───── GIVEN PASSAGE

Massive View Controller

Massive View Controller

The Model-View-Controller (MVC) set of design patterns for GUI application development has devolved into what is derisively called “Massive View Controller”.  It is a good lesson in design thinking to follow how this devolution occurred.  The most interesting point, and what is in most need of explanation, is that in the original formulation of MVC, the controller was meant to be the smallest of the three components.  How did it end up engulfing almost all application code?

The answer, I believe, is that two forces have contributed to the controller becoming the dumping ground for almost everything.  One is in how the application frameworks for various platforms are designed.  When we look at mobile platforms like iOS and Android, both instruct developers to create an application by first creating a new subclass of their native “controller” class.  On iOS, this is UIViewController, and on Android, it is Activity (the fact either of these is seen as the C of MVC is a problem already, which we’ll get to).  This is a required step to hook into the framework and get an opportunity for your application code to begin executing.  But there is no similar requirement to create customized components for the M or V of MVC.  With no other guidance, novice developers will take this first required step, and put as much of their application code into this subclass they are required to create as possible.

The other is a widespread misunderstanding among developers of what the “model” and “view” of MVC are supposed to be.  Both “Model” and “View” are somewhat vague terms that mean different things in different contexts.  The word “model” is often used to refer to the data objects that represent different concepts in a code base.  For example, in an application for browsing a company’s employees, there will be a class called Person, with fields like name, title, startDate, supervisor, and so on.  A lot of developers, especially mobile developers, have apparently assumed that the M in MVC refers to these data objects.

──────────

> [TASK INSTRUCTIONS]:
In the passage on Massive View Controller, change "smallest" to "leanest" and write out the part starting at "The Model-View-Controller (MVC)" and ending at "all application code?". Rely only on the text above.

───── ITEMS

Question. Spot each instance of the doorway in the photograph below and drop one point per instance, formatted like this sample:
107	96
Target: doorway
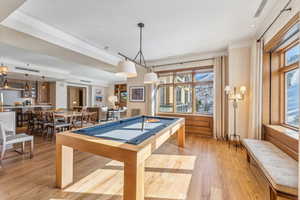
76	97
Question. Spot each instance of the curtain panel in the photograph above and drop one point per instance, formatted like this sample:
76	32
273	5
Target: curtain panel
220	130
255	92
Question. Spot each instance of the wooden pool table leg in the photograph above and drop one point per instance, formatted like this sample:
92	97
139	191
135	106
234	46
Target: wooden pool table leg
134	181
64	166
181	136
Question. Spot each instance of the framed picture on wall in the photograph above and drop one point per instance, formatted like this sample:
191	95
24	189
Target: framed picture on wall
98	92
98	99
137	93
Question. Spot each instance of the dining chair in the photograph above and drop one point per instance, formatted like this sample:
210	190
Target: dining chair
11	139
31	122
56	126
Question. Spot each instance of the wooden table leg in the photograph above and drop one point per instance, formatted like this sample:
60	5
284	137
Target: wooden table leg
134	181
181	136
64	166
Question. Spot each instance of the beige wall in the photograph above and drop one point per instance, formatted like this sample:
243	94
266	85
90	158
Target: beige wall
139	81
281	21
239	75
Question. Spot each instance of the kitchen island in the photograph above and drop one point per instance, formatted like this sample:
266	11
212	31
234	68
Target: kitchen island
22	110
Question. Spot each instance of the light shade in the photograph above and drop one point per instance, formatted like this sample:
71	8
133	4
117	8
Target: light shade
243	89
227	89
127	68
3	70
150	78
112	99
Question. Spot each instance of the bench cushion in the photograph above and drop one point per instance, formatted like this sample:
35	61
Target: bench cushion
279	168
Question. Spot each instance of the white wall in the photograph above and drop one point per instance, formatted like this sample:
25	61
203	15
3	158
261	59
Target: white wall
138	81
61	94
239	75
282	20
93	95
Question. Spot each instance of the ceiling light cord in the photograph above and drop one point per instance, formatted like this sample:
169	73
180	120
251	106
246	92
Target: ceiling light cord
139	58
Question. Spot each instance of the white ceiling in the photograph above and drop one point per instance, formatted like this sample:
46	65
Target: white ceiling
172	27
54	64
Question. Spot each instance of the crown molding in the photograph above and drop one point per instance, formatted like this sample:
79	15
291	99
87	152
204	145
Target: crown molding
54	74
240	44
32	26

──────────

> [PROBLEM SOLUTION]:
The Model-View-Controller (MVC) set of design patterns for GUI application development has devolved into what is derisively called “Massive View Controller”.  It is a good lesson in design thinking to follow how this devolution occurred.  The most interesting point, and what is in most need of explanation, is that in the original formulation of MVC, the controller was meant to be the leanest of the three components.  How did it end up engulfing almost all application code?